Excerpted records —
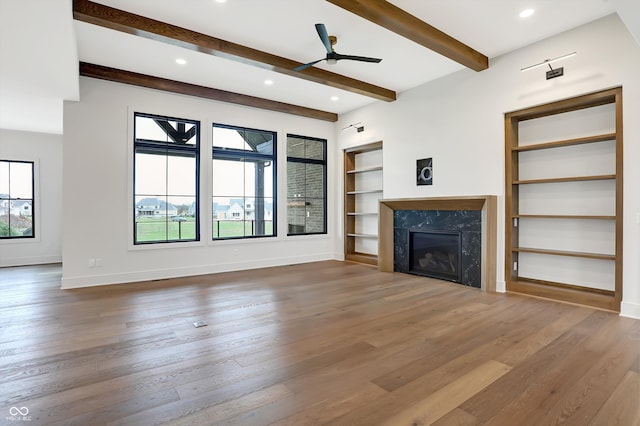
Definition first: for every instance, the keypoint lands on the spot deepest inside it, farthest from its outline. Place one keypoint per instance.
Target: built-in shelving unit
(362, 190)
(564, 200)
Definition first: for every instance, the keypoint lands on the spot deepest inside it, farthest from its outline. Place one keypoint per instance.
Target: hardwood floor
(321, 343)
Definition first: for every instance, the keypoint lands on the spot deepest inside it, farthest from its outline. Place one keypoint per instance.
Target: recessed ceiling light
(527, 12)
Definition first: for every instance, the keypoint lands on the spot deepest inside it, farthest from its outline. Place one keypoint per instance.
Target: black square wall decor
(424, 171)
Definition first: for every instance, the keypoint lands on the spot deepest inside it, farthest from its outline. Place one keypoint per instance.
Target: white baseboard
(159, 274)
(630, 310)
(26, 261)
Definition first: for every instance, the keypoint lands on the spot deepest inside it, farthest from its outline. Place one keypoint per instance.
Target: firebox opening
(436, 254)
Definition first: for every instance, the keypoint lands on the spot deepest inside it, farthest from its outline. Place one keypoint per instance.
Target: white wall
(458, 120)
(46, 151)
(97, 190)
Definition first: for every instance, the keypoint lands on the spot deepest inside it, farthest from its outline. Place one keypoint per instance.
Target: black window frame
(323, 163)
(164, 148)
(233, 154)
(32, 199)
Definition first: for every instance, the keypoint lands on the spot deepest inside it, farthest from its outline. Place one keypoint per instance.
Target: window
(166, 154)
(306, 185)
(244, 182)
(16, 199)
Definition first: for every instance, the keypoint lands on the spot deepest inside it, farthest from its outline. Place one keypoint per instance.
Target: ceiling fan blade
(338, 56)
(324, 36)
(305, 66)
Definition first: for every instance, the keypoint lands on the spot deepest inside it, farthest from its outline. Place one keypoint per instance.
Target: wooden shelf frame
(365, 170)
(351, 198)
(600, 256)
(567, 142)
(573, 293)
(565, 179)
(562, 216)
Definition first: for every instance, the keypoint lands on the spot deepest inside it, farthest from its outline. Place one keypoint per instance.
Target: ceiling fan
(332, 56)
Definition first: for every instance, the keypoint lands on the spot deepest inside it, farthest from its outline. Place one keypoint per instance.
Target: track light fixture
(553, 72)
(357, 126)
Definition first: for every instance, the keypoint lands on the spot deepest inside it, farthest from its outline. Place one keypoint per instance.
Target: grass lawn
(149, 229)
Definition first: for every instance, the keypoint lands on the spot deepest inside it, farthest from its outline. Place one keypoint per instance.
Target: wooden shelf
(567, 142)
(365, 170)
(601, 299)
(561, 216)
(358, 202)
(516, 196)
(367, 191)
(366, 258)
(567, 179)
(565, 253)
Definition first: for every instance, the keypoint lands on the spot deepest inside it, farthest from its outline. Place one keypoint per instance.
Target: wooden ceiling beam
(151, 82)
(397, 20)
(116, 19)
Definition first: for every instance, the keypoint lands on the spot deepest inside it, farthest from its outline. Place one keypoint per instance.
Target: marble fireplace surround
(487, 204)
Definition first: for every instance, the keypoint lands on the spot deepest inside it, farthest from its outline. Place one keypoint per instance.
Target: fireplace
(436, 254)
(475, 217)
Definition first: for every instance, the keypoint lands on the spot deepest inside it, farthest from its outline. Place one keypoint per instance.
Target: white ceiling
(46, 47)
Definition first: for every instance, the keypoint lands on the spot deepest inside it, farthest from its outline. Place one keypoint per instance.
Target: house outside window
(166, 157)
(244, 183)
(306, 185)
(16, 199)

Task statement — Keep only the lines from the one containing "Target: white ceiling" through the final line of the records, and transcribe them exactly.

Response area —
Target: white ceiling
(46, 47)
Definition first: for every instance, the keypoint lands on the spot deepest inside it, farthest from its outline. Place one keypoint per instance.
Target: house outside window
(166, 157)
(244, 183)
(306, 185)
(16, 199)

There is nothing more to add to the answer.